*AIM*: Repeat only the lines from the one holding "Annotate every instance of the pendant" down to the last line of the listing below, including both of those lines.

______________________________

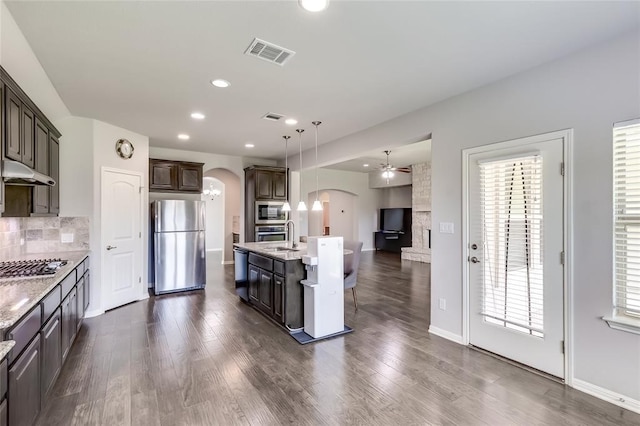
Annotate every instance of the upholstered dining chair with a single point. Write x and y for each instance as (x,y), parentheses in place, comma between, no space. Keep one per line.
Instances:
(351,263)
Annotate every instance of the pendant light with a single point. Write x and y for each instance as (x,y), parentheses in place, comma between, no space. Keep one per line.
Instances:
(302,207)
(316,204)
(286,207)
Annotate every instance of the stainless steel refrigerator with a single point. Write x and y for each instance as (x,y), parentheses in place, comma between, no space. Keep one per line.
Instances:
(178,245)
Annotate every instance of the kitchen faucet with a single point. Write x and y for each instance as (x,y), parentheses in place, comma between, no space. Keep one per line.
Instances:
(293,231)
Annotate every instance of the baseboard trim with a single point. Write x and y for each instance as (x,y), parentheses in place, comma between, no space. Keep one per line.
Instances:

______________________________

*TASK OUTPUT*:
Annotate every instance of the pendant light with a single point. Write x and y for each instance as (x,y), parentheses in place, comma between, no space. Keep one per line.
Instances:
(302,207)
(316,204)
(286,207)
Annotate every instance of the stainless steel refrigerator with a single point. Write x and y for each instance as (x,y), parentheses in place, comma between, no space. Keep one per line.
Instances:
(178,245)
Annotate every instance of the kitchen faucet with a single point. Write x and y for each instance as (x,y), parentheses in place, comma between, no space. Keep one per line.
Instances:
(293,231)
Annotate every instance of the baseboard trim with a single point. Write x and y for each instance as (x,y), parentheses in place, comma between, no space. Keep one per line.
Instances:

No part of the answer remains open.